Source extract:
┏━━
FIG. 10 is a cross-sectional view of a former that may be used in a filament winding process wherein ribs are wound directly onto blade support structure;

FIG. 11 is a schematic depiction of an exemplary filament winding process;

FIG. 12 is a cross-sectional view of a former that may be used in a filament winding process wherein ribs are separately formed and attached to blade support structure;

FIG. 13 is a schematic depiction of an exemplary filament winding process;

FIG. 14 is a view of an embodiment of fabric strips that fit to support structure of a wind turbine blade; and

FIG. 15 is a partial perspective view of the fabric strips of FIG. 14 fitted to blade support structure.

DETAILED DESCRIPTION OF THE INVENTION

Reference now will be made in detail to embodiments of the invention, one or more examples of which are illustrated in the drawings. Each example is provided by way of explanation of the invention, not limitation of the invention. In fact, it will be apparent to those skilled in the art that various modifications and variations can be made in the present invention without departing from the scope or spirit of the invention. For instance, features illustrated or described as part of one embodiment can be used with another embodiment to yield a still further embodiment. Thus, it is intended that the present invention covers such modifications and variations as come within the scope of the appended claims and their equivalents.
┗━━
What the task asks: Return the portion of the wind turbine blade text starting with "FIG. 13 is a" and going on through "blade support structure.", copied word for word.

(Items from a point labeling set)
┏━━
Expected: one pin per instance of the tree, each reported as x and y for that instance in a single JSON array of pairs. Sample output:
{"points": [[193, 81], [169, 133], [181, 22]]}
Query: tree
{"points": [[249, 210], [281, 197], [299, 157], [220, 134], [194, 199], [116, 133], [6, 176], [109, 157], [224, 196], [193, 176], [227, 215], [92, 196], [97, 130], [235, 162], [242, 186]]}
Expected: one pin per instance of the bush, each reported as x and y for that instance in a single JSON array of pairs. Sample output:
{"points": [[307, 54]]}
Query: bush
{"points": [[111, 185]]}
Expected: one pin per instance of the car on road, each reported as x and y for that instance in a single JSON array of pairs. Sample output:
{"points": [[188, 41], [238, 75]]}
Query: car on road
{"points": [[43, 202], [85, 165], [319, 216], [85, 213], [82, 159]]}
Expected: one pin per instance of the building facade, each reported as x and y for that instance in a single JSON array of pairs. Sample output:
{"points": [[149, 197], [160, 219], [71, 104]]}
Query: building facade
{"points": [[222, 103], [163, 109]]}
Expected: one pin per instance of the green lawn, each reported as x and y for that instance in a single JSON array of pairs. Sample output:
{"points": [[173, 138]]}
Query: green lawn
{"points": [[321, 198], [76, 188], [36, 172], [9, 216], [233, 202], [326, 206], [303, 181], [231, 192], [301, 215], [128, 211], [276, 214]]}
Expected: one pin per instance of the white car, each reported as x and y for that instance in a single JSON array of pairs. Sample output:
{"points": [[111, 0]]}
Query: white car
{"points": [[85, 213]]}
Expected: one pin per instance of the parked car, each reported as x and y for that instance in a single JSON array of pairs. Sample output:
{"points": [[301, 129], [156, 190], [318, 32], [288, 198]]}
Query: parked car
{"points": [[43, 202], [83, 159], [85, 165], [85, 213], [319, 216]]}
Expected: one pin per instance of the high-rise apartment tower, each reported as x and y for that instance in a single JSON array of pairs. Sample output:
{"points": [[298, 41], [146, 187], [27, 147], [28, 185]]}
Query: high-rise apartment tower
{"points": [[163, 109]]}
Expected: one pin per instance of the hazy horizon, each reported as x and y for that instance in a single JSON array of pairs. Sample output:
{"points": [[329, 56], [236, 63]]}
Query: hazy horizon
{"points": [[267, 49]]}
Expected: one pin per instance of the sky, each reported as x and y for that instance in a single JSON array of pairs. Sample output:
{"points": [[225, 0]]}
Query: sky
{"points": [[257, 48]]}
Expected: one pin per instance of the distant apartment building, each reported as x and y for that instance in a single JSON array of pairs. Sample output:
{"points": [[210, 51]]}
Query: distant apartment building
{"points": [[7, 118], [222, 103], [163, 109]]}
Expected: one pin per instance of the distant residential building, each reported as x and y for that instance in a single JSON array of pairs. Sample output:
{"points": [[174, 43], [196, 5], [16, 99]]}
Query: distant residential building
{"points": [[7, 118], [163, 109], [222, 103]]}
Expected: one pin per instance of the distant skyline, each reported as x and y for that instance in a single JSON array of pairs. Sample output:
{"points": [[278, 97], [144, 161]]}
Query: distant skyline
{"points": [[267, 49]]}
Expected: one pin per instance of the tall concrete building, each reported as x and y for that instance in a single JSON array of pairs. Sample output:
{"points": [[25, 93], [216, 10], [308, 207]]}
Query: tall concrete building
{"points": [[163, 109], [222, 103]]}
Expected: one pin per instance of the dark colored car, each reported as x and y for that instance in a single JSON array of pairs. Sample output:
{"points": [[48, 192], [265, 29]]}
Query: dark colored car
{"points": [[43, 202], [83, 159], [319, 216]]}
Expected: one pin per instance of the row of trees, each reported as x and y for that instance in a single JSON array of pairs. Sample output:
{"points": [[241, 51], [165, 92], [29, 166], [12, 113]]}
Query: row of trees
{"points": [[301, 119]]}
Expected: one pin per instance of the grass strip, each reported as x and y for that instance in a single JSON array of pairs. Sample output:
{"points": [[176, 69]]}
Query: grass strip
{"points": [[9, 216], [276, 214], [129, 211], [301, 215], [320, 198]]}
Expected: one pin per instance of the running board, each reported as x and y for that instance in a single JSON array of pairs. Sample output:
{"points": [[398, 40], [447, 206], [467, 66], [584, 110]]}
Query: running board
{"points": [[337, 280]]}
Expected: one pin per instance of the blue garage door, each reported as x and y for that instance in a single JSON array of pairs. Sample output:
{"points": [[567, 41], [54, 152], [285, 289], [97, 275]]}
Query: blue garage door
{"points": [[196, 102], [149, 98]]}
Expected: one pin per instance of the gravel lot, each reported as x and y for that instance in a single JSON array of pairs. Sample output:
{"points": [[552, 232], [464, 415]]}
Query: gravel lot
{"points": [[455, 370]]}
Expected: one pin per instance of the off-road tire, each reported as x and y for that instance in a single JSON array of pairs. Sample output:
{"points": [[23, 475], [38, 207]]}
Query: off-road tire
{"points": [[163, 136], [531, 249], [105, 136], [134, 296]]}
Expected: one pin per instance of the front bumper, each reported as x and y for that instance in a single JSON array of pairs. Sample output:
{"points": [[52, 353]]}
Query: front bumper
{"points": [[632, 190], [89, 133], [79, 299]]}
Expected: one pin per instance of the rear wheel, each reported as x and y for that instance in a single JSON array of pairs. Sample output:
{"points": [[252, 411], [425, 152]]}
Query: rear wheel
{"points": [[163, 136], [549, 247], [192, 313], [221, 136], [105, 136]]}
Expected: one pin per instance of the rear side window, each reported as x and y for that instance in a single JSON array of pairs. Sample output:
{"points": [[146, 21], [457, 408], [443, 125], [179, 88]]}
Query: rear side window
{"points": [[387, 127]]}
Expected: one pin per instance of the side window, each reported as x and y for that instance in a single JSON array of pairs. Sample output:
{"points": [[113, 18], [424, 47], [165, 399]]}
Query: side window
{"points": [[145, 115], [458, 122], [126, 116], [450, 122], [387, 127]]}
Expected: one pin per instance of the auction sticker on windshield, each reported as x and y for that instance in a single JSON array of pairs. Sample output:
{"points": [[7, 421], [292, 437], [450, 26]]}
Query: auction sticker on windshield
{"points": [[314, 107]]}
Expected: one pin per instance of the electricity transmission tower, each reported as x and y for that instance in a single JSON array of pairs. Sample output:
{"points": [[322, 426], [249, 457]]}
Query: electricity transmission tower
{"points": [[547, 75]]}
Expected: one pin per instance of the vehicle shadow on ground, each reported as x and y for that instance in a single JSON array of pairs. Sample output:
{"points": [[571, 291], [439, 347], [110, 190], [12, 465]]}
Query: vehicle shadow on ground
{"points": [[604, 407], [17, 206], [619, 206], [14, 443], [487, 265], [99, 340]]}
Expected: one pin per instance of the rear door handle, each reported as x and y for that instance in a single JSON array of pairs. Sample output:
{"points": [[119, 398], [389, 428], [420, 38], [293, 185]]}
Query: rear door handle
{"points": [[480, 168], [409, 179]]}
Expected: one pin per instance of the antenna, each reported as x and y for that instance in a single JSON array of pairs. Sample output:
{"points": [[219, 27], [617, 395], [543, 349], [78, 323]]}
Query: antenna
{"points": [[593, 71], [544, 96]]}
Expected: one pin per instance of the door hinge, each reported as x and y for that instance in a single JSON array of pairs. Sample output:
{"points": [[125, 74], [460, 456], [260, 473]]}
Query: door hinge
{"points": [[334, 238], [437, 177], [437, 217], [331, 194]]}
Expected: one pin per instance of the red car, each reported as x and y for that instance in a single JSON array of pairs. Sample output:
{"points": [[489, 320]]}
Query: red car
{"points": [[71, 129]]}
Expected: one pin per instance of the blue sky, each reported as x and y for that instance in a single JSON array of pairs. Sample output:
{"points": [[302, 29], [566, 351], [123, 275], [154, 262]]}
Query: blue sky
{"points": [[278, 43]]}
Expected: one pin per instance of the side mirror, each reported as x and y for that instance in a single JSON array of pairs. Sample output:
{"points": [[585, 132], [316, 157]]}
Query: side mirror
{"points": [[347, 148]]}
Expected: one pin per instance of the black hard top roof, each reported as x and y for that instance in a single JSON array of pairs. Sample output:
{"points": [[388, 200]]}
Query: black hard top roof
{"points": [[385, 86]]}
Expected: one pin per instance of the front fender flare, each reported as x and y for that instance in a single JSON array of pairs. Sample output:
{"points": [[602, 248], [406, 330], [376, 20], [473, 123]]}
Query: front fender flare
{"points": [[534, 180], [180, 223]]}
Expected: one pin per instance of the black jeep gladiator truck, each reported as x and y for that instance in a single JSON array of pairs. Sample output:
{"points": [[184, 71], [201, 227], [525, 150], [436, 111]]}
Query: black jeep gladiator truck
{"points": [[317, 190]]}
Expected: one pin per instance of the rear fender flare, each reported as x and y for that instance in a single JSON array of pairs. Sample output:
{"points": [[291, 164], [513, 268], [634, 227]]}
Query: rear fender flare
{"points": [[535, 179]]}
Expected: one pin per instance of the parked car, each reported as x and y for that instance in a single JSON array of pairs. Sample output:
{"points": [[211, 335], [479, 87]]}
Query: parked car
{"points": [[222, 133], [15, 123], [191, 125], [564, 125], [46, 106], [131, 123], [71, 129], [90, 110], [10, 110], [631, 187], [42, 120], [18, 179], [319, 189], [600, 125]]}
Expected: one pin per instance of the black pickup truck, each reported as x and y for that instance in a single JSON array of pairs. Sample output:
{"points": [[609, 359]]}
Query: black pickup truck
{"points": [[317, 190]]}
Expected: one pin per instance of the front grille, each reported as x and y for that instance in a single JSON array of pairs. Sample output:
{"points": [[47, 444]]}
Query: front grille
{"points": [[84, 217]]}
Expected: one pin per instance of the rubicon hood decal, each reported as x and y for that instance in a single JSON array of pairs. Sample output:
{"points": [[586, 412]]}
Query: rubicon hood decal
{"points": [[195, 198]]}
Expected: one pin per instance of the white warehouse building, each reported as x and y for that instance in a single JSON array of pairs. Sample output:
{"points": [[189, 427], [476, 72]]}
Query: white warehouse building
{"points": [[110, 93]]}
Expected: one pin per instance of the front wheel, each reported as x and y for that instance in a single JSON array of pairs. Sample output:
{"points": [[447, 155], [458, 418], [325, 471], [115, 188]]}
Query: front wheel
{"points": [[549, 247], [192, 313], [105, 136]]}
┗━━
Complete answer:
FIG. 13 is a schematic depiction of an exemplary filament winding process;

FIG. 14 is a view of an embodiment of fabric strips that fit to support structure of a wind turbine blade; and

FIG. 15 is a partial perspective view of the fabric strips of FIG. 14 fitted to blade support structure.